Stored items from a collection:
* * * * * * * * *

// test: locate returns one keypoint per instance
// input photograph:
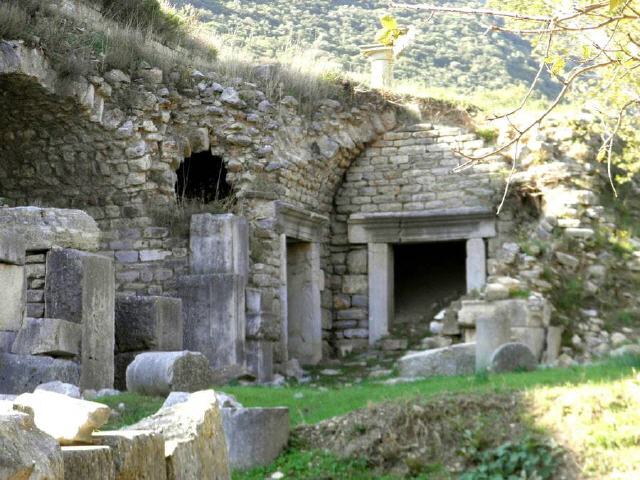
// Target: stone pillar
(381, 292)
(476, 264)
(491, 333)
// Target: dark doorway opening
(202, 177)
(428, 276)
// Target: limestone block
(23, 373)
(255, 436)
(158, 373)
(68, 420)
(195, 445)
(148, 323)
(532, 337)
(80, 287)
(219, 244)
(42, 228)
(11, 248)
(48, 336)
(457, 359)
(88, 463)
(259, 358)
(25, 451)
(137, 455)
(13, 296)
(512, 357)
(214, 316)
(491, 332)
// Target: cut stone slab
(48, 336)
(61, 388)
(137, 454)
(25, 451)
(456, 359)
(66, 419)
(255, 436)
(80, 287)
(195, 445)
(88, 463)
(148, 323)
(11, 248)
(13, 296)
(159, 373)
(512, 357)
(23, 373)
(43, 228)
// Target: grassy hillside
(451, 52)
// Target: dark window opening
(202, 177)
(428, 276)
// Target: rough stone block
(219, 244)
(80, 287)
(48, 336)
(137, 455)
(214, 316)
(457, 359)
(11, 248)
(512, 357)
(88, 463)
(195, 445)
(159, 373)
(13, 296)
(255, 436)
(25, 451)
(148, 323)
(259, 357)
(23, 373)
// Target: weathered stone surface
(66, 419)
(80, 287)
(454, 360)
(13, 296)
(23, 373)
(137, 454)
(512, 357)
(27, 453)
(60, 387)
(88, 463)
(255, 436)
(214, 318)
(148, 323)
(195, 445)
(158, 373)
(11, 248)
(42, 228)
(48, 336)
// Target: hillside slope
(450, 51)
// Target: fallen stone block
(25, 451)
(66, 419)
(195, 445)
(457, 359)
(158, 373)
(23, 373)
(11, 248)
(60, 387)
(512, 357)
(13, 296)
(88, 463)
(137, 455)
(148, 323)
(255, 436)
(48, 336)
(80, 287)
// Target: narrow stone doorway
(427, 276)
(304, 321)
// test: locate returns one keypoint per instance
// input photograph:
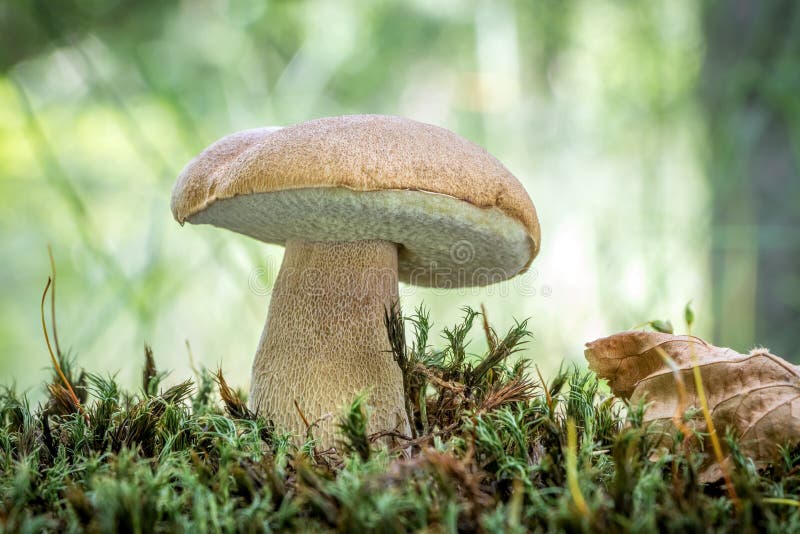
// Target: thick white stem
(325, 339)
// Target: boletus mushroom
(359, 202)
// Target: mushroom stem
(325, 339)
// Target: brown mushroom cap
(459, 216)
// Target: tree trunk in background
(751, 91)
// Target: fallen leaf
(757, 395)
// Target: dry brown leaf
(757, 395)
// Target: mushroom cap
(459, 217)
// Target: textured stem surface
(325, 339)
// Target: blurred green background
(659, 140)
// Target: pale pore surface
(444, 242)
(325, 338)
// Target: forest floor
(494, 449)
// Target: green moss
(487, 454)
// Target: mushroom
(358, 202)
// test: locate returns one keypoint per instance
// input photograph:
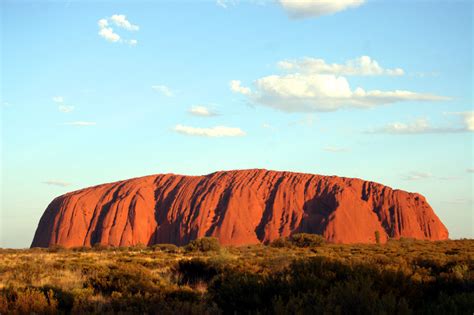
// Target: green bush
(205, 244)
(299, 240)
(307, 240)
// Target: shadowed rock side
(238, 207)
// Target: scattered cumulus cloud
(65, 108)
(57, 183)
(320, 92)
(163, 89)
(423, 126)
(58, 99)
(335, 149)
(301, 9)
(416, 176)
(467, 118)
(226, 3)
(80, 123)
(236, 86)
(362, 66)
(217, 131)
(120, 21)
(202, 111)
(307, 120)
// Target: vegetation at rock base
(301, 274)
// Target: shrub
(196, 270)
(167, 248)
(205, 244)
(27, 301)
(307, 240)
(124, 278)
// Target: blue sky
(98, 92)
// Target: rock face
(238, 207)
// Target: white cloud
(335, 149)
(58, 99)
(236, 86)
(200, 110)
(80, 123)
(103, 23)
(65, 108)
(57, 183)
(423, 175)
(307, 120)
(313, 8)
(225, 3)
(423, 126)
(364, 66)
(163, 89)
(416, 176)
(320, 92)
(108, 33)
(468, 119)
(121, 21)
(218, 131)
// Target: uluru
(238, 207)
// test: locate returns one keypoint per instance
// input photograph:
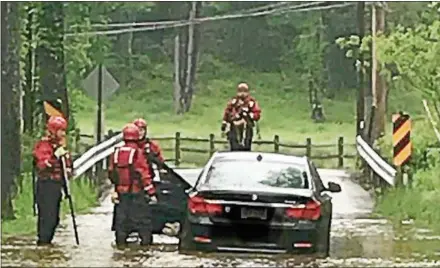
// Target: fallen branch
(433, 123)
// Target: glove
(153, 200)
(60, 152)
(223, 128)
(114, 196)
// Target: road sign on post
(100, 85)
(401, 138)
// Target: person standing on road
(151, 148)
(47, 155)
(130, 173)
(241, 114)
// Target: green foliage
(410, 56)
(418, 202)
(84, 197)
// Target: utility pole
(378, 82)
(190, 49)
(360, 107)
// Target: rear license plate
(256, 213)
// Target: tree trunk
(177, 89)
(378, 81)
(189, 58)
(11, 91)
(194, 55)
(50, 54)
(29, 98)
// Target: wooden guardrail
(338, 151)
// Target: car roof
(276, 157)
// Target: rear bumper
(254, 238)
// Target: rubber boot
(146, 238)
(121, 238)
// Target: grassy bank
(283, 98)
(420, 201)
(84, 197)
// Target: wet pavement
(357, 240)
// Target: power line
(151, 26)
(168, 22)
(279, 11)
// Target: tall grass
(84, 197)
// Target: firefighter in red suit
(47, 155)
(133, 191)
(151, 148)
(240, 115)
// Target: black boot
(43, 243)
(121, 238)
(146, 238)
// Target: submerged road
(357, 240)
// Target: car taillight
(310, 211)
(198, 205)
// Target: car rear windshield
(257, 173)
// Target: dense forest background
(48, 48)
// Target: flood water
(357, 240)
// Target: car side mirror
(304, 174)
(333, 187)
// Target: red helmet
(56, 123)
(130, 132)
(243, 87)
(140, 123)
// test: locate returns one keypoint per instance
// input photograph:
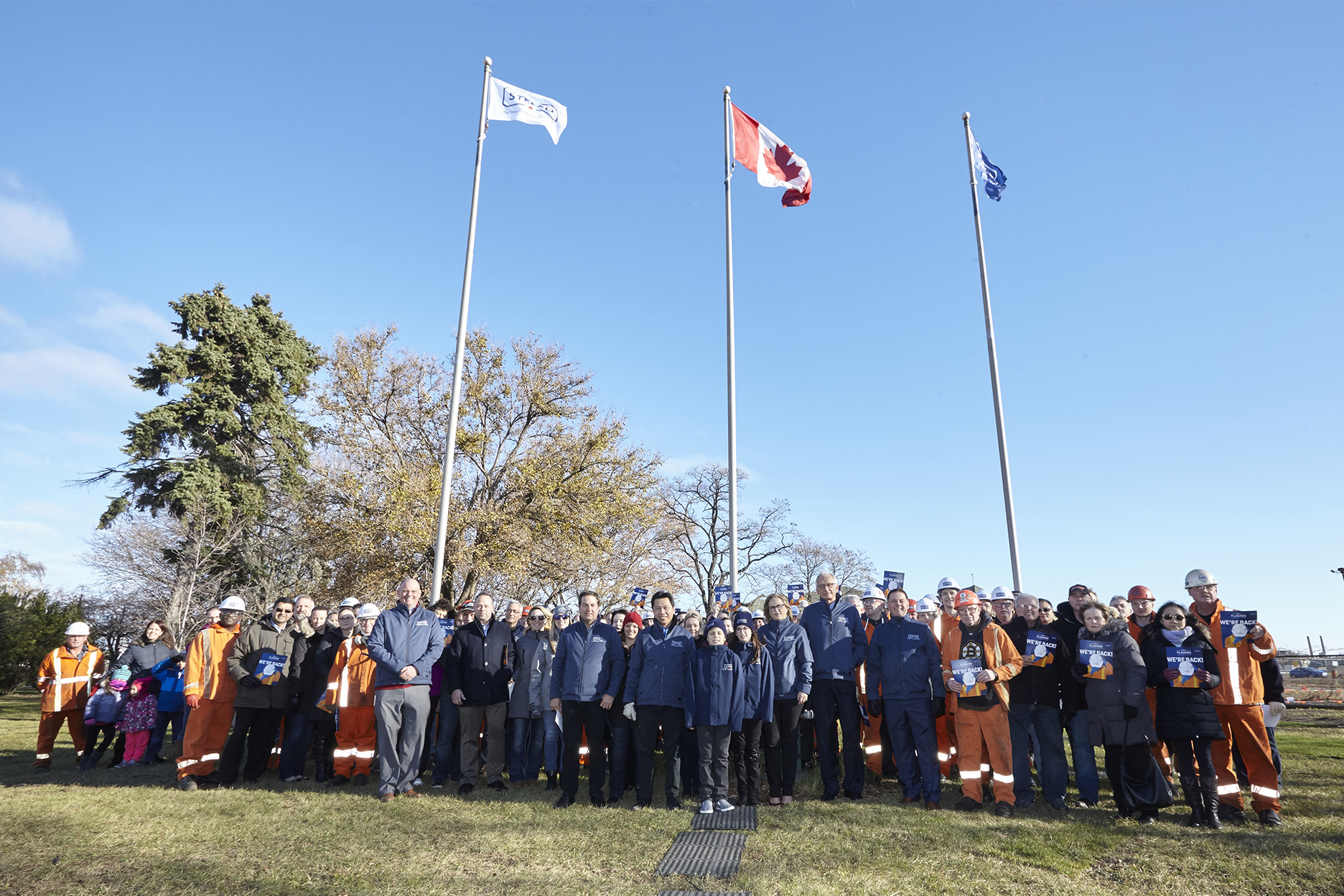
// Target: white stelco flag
(513, 104)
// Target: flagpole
(733, 374)
(445, 490)
(994, 365)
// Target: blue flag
(994, 177)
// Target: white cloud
(32, 233)
(126, 317)
(46, 365)
(11, 457)
(62, 373)
(52, 510)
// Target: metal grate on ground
(741, 818)
(703, 854)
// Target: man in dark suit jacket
(476, 673)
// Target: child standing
(715, 688)
(101, 715)
(137, 720)
(169, 709)
(350, 692)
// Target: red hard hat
(966, 598)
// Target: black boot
(1195, 800)
(322, 770)
(1208, 783)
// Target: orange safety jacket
(351, 678)
(863, 678)
(943, 625)
(207, 672)
(1000, 657)
(65, 678)
(1239, 666)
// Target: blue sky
(1163, 263)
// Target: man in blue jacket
(906, 664)
(839, 645)
(655, 688)
(589, 664)
(476, 675)
(405, 643)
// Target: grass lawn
(132, 832)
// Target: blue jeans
(1085, 760)
(157, 738)
(553, 742)
(447, 746)
(294, 751)
(528, 749)
(1034, 722)
(914, 746)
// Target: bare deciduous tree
(694, 543)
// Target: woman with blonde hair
(530, 703)
(1117, 709)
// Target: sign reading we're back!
(1040, 648)
(1100, 658)
(1237, 626)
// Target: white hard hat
(1197, 578)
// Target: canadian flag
(772, 160)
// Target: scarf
(1177, 638)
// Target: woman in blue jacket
(715, 686)
(168, 672)
(790, 663)
(757, 708)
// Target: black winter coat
(317, 664)
(1183, 714)
(1068, 626)
(1106, 699)
(1049, 686)
(141, 657)
(480, 666)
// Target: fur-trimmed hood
(1108, 632)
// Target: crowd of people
(984, 688)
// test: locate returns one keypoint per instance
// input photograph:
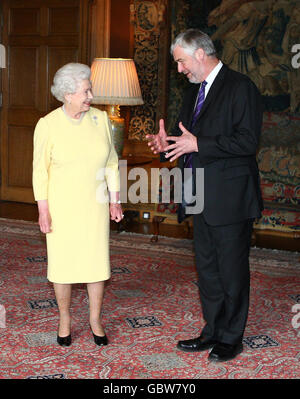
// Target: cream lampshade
(115, 82)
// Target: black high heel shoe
(64, 341)
(100, 340)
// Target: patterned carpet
(150, 303)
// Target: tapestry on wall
(151, 38)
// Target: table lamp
(115, 82)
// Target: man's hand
(158, 142)
(184, 144)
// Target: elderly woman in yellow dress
(74, 158)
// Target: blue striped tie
(200, 101)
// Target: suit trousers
(222, 262)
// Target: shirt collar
(211, 77)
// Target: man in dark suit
(218, 129)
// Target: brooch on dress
(95, 119)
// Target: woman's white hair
(67, 79)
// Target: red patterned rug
(150, 303)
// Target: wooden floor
(29, 212)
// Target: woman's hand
(45, 221)
(116, 212)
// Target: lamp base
(118, 127)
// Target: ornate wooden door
(40, 36)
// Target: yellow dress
(74, 164)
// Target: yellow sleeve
(41, 160)
(112, 176)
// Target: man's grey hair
(193, 39)
(67, 79)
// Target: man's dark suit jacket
(227, 130)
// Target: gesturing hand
(158, 142)
(184, 144)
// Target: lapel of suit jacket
(213, 91)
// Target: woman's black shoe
(64, 341)
(100, 341)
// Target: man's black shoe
(223, 352)
(196, 344)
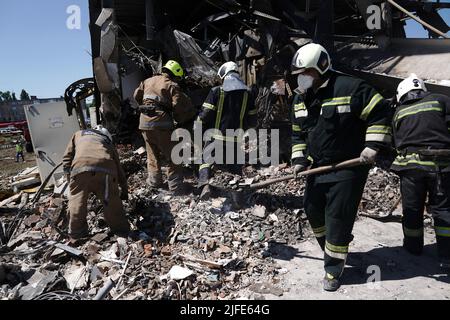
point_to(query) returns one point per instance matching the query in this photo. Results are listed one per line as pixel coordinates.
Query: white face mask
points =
(304, 82)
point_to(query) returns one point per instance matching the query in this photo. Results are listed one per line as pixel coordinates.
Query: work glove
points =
(298, 168)
(368, 155)
(124, 195)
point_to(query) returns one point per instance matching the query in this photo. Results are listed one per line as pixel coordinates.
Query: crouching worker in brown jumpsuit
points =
(92, 165)
(162, 103)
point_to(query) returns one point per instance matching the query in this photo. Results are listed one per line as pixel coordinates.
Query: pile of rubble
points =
(181, 248)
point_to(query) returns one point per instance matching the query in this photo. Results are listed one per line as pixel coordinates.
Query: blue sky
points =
(40, 54)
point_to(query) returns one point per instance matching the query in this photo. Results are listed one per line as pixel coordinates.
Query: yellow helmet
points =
(175, 68)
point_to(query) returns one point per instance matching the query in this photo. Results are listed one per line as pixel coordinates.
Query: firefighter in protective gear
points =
(91, 164)
(421, 130)
(334, 118)
(162, 103)
(227, 107)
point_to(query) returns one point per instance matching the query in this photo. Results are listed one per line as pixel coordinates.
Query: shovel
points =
(239, 197)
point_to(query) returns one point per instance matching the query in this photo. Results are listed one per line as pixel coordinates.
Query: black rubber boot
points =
(330, 283)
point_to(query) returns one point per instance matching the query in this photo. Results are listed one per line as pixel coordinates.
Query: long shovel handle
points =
(342, 165)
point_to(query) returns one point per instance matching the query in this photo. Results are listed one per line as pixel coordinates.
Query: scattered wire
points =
(58, 296)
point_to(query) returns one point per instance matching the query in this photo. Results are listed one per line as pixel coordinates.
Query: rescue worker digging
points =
(227, 107)
(421, 127)
(335, 118)
(161, 103)
(92, 165)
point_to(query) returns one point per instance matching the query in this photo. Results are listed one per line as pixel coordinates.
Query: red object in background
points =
(20, 125)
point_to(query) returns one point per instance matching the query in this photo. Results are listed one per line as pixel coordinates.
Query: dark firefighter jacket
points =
(421, 122)
(337, 122)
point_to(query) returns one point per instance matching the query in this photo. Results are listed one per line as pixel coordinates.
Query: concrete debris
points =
(180, 247)
(259, 211)
(177, 273)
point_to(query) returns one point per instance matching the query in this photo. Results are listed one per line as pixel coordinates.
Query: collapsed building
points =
(131, 40)
(184, 248)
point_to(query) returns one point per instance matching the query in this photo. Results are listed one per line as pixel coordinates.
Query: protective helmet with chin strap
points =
(413, 82)
(226, 68)
(311, 55)
(174, 68)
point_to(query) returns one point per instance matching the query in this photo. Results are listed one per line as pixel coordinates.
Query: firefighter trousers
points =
(415, 185)
(106, 189)
(331, 209)
(157, 143)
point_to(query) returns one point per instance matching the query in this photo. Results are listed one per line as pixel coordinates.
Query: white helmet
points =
(103, 131)
(312, 55)
(411, 83)
(226, 68)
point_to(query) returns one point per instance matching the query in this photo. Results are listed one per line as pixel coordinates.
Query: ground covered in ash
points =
(181, 247)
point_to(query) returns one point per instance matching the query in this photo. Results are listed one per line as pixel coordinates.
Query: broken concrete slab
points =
(259, 211)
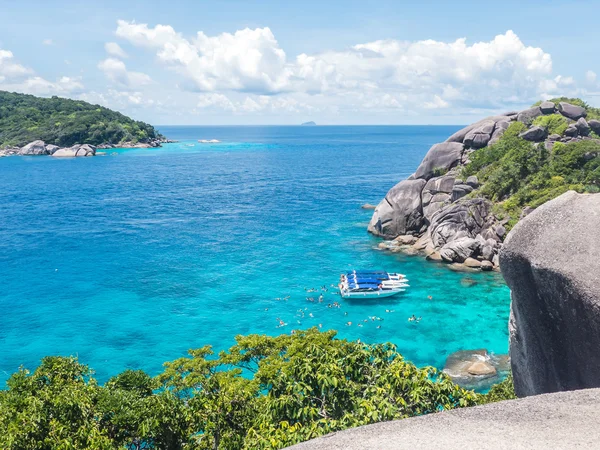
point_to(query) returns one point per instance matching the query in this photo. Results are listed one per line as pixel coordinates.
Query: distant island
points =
(60, 122)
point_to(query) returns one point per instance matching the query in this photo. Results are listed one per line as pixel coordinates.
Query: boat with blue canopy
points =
(371, 284)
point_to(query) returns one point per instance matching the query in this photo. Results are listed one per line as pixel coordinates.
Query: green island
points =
(64, 122)
(263, 393)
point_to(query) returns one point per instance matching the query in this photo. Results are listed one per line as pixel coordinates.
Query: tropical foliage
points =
(264, 393)
(516, 173)
(64, 122)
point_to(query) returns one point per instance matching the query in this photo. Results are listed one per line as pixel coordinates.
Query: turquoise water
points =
(128, 260)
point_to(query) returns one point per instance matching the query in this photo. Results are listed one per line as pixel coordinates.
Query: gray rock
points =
(466, 218)
(528, 115)
(487, 252)
(571, 130)
(551, 262)
(534, 134)
(548, 108)
(400, 212)
(565, 420)
(50, 149)
(460, 190)
(571, 111)
(595, 126)
(34, 148)
(473, 181)
(486, 265)
(440, 157)
(501, 127)
(480, 135)
(460, 249)
(582, 127)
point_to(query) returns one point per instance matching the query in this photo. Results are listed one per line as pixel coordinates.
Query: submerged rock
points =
(475, 369)
(551, 261)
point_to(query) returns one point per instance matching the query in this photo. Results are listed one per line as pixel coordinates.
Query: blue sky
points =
(351, 62)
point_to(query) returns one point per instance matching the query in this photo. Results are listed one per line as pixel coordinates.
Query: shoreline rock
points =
(435, 204)
(39, 147)
(551, 262)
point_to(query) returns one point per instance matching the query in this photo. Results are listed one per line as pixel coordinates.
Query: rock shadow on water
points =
(477, 369)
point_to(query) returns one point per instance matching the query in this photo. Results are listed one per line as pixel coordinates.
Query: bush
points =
(554, 123)
(264, 393)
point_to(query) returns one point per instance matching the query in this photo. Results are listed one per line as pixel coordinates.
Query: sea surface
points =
(130, 259)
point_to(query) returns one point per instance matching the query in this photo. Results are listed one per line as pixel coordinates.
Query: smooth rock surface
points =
(440, 157)
(564, 420)
(400, 212)
(551, 262)
(573, 112)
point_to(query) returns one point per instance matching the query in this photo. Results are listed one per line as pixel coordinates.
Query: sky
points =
(273, 62)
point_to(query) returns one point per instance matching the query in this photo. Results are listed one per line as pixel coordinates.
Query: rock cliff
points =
(443, 207)
(551, 262)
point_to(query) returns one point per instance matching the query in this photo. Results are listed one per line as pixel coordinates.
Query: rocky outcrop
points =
(572, 112)
(565, 420)
(39, 147)
(551, 262)
(436, 204)
(75, 151)
(476, 369)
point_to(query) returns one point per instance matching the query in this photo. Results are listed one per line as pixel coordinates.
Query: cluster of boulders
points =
(41, 148)
(551, 262)
(431, 213)
(476, 369)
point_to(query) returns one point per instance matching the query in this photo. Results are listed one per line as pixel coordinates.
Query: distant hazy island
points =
(32, 125)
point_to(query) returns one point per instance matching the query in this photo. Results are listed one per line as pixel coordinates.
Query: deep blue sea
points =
(130, 259)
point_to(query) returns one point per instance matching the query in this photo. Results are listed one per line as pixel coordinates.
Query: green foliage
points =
(516, 173)
(64, 122)
(554, 123)
(505, 390)
(264, 393)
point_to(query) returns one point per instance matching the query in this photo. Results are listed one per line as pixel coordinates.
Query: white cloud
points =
(116, 71)
(590, 76)
(114, 49)
(18, 78)
(381, 75)
(248, 60)
(9, 68)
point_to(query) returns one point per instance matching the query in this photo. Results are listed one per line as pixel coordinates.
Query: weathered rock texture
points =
(565, 420)
(431, 203)
(551, 262)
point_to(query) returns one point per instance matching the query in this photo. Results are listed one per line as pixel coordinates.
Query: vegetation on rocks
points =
(516, 173)
(64, 122)
(263, 393)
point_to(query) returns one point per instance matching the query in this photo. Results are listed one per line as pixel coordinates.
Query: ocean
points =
(130, 259)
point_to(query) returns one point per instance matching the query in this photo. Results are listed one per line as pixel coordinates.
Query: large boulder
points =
(466, 218)
(479, 136)
(34, 148)
(528, 115)
(459, 250)
(551, 262)
(400, 212)
(583, 127)
(595, 126)
(534, 134)
(572, 112)
(548, 107)
(440, 157)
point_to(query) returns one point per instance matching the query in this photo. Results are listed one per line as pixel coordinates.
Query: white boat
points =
(371, 284)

* * * * * * * * *

Task goal: Look over the entries above and count the lines where the word "distant" appears, then report only that count.

Answer space: 2